Entries from a data collection

----

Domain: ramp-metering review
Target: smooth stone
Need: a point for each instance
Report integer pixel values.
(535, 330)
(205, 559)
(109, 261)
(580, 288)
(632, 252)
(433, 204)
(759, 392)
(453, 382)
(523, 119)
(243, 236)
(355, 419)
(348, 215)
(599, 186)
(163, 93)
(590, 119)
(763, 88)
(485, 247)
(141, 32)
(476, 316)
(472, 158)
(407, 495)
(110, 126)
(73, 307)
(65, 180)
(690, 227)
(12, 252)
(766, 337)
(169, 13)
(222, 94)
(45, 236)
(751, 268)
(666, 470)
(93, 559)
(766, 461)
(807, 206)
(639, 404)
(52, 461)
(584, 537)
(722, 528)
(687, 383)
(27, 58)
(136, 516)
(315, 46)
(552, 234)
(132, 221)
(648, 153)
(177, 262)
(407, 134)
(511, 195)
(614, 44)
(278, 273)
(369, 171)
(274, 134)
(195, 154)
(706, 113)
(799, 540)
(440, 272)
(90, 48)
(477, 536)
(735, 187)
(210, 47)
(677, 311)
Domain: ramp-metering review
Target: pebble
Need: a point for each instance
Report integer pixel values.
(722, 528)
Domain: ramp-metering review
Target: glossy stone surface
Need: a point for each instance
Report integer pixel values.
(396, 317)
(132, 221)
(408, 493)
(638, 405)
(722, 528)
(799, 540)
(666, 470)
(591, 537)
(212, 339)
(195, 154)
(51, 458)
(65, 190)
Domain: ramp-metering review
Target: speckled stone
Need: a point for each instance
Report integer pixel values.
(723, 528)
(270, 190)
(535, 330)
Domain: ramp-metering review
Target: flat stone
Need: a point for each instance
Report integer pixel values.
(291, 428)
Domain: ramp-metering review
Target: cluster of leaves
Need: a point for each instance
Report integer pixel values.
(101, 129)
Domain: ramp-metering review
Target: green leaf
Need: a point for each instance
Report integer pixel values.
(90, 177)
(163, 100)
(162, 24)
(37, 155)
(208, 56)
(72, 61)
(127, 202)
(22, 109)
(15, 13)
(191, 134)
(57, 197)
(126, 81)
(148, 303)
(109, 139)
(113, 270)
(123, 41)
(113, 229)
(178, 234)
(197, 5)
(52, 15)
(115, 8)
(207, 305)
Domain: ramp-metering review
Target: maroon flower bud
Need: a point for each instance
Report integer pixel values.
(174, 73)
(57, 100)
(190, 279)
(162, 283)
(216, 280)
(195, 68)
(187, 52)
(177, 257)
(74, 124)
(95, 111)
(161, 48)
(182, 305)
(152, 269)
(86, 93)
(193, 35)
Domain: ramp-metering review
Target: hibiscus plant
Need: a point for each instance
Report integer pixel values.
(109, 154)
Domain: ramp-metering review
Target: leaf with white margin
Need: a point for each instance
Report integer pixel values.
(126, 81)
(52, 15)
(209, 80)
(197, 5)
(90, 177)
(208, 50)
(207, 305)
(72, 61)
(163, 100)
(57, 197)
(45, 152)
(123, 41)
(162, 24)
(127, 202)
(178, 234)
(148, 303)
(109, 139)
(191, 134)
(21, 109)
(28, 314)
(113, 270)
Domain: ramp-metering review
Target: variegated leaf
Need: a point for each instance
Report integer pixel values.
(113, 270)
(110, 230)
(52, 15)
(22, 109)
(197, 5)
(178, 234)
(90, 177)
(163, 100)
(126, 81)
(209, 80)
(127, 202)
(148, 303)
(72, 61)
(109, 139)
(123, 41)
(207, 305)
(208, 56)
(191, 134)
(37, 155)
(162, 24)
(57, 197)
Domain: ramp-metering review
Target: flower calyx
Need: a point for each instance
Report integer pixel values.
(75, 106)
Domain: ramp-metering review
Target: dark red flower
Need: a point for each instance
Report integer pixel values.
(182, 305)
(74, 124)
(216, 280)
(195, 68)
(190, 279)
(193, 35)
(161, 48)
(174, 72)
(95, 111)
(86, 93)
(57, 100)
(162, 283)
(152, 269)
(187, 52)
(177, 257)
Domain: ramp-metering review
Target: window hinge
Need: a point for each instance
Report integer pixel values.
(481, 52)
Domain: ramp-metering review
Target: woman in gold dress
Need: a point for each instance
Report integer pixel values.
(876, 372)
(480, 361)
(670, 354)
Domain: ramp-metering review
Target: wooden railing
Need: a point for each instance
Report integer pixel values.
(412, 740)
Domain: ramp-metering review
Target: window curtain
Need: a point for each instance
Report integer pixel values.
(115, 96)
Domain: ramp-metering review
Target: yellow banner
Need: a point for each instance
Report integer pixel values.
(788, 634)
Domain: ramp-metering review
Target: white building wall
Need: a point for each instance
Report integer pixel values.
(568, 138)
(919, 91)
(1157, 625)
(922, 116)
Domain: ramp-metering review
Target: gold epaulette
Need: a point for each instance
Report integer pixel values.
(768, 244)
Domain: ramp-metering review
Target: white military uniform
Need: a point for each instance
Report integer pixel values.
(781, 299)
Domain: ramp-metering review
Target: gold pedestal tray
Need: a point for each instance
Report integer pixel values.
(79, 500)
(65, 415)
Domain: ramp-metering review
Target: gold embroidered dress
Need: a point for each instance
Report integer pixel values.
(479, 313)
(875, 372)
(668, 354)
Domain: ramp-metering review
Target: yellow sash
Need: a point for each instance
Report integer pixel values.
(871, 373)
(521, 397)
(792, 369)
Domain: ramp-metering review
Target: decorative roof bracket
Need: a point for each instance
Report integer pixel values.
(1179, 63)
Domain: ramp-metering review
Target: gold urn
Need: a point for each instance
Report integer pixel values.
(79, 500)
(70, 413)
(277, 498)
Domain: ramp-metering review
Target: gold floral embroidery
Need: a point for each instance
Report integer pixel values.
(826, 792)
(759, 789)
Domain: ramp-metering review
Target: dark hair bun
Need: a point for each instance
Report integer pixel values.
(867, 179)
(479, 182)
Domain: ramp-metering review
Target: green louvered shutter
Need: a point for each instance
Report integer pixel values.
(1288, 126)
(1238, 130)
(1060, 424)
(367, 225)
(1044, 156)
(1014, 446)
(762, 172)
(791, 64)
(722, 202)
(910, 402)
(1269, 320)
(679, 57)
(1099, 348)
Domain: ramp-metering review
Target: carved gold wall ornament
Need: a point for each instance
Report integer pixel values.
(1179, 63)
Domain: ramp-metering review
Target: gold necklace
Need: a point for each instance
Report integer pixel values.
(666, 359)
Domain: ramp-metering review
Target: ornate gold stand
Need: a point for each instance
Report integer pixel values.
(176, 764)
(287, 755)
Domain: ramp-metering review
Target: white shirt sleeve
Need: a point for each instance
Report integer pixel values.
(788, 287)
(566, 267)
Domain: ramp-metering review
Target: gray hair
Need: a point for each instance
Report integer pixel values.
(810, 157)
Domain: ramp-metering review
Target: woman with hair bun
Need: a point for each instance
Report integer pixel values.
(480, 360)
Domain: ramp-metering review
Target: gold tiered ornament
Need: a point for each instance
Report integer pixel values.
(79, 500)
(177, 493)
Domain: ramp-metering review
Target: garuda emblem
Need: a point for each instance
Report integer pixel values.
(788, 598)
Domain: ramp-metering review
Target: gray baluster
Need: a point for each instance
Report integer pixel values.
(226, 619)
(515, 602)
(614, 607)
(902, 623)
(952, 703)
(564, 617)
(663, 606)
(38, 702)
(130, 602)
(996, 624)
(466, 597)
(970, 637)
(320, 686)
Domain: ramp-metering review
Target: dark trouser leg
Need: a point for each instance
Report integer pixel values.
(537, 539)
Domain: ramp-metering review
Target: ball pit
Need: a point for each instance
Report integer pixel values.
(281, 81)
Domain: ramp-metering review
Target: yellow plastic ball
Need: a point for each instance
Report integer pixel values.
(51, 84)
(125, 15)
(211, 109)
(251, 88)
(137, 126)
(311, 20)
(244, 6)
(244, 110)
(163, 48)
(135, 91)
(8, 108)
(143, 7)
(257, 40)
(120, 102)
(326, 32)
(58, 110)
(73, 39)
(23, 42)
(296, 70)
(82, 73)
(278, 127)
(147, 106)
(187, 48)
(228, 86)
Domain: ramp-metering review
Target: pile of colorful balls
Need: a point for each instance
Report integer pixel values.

----

-- To do --
Count the lines in the entries above that contain the string "window". Reply with the number alone.

-- Answer to this exercise --
2